**ARTICLE**
Hello,
I'm using lucene 6.2.0 and expecting the following test to pass:
import org.apache.lucene.analysis.BaseTokenStreamTestCase;
import org.apache.lucene.analysis.standard.StandardTokenizer;
import java.io.IOException;
import java.io.StringReader;
public class TestStandardTokenizer extends BaseTokenStreamTestCase
{
public void testLongToken() throws IOException
{
final StandardTokenizer tokenizer = new StandardTokenizer();
final int maxTokenLength = tokenizer.getMaxTokenLength();
// string with the following contents: a...maxTokenLength+5 times...a
abc
final String longToken = new String(new char[maxTokenLength +
5]).replace("\0", "a") + " abc";
tokenizer.setReader(new StringReader(longToken));
assertTokenStreamContents(tokenizer, new String[]{"abc"});
// actual contents: "a" 255 times, "aaaaa", "abc"
}
}
It seems like StandardTokenizer considers completely filled buffer as a
successfully extracted token (1), and also includes tail of too-long-token as a
separate token (2). Maybe (1) is disputable (I think it is bug), but I think
(2) is a bug.
Best regards,
Alexey Makeev
[email protected]

**RECORDS SHOWN**

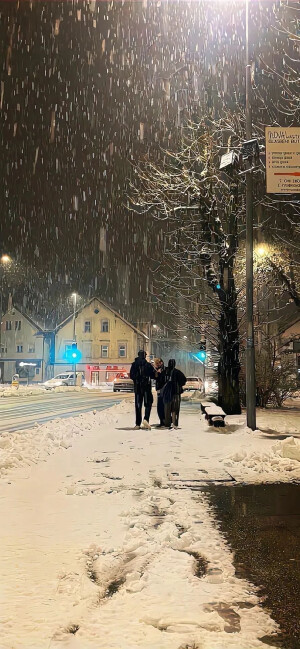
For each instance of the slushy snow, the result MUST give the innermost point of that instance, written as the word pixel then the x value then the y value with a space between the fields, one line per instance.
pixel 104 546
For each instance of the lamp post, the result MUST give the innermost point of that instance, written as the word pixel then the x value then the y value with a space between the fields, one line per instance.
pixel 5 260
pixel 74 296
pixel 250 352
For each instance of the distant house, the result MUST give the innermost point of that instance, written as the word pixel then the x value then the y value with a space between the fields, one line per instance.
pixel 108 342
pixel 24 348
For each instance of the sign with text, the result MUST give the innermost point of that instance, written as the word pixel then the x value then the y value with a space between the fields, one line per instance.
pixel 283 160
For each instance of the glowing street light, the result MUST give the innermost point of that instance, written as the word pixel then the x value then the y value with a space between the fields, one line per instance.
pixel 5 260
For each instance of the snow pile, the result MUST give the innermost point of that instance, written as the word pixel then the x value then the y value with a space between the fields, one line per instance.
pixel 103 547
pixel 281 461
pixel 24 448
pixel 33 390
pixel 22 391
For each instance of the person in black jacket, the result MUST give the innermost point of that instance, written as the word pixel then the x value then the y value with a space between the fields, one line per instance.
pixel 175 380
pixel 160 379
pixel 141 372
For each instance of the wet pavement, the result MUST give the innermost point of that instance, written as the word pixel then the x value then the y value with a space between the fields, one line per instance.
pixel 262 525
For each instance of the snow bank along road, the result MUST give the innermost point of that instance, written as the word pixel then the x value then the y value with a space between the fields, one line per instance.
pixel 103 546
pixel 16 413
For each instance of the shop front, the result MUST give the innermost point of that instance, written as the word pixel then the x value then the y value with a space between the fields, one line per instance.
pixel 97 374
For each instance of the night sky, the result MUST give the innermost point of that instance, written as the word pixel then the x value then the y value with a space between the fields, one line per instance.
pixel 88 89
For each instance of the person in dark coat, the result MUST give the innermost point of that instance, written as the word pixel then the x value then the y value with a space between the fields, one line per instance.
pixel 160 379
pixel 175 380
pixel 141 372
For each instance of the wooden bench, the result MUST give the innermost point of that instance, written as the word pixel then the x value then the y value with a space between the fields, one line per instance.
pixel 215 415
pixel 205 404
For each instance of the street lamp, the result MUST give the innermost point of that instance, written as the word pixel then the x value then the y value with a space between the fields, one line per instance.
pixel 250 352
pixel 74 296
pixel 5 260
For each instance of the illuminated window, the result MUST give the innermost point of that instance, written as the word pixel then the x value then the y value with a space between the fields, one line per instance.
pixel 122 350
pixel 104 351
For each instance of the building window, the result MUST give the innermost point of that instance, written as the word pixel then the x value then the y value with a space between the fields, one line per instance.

**PROBLEM 1**
Rewrite the paragraph of the post beginning "It seems like StandardTokenizer" as a short list that keeps its main facts.
**PROBLEM 2**
From the records, extract verbatim the part that opens with the line containing "For each instance of the illuminated" and runs through the end of the records.
The records are unrelated to the post.

**EXERCISE ANSWER 1**
- StandardTokenizer appears to treat a completely filled buffer as a successfully extracted token (1).
- It also emits the tail of a too-long token as a separate token (2).
- The writer considers (1) disputable but thinks it is a bug, and considers (2) a bug.

**EXERCISE ANSWER 2**
For each instance of the illuminated window, the result MUST give the innermost point of that instance, written as the word pixel then the x value then the y value with a space between the fields, one line per instance.
pixel 122 350
pixel 104 351
For each instance of the building window, the result MUST give the innermost point of that instance, written as the word pixel then the x value then the y value with a space between the fields, one line per instance.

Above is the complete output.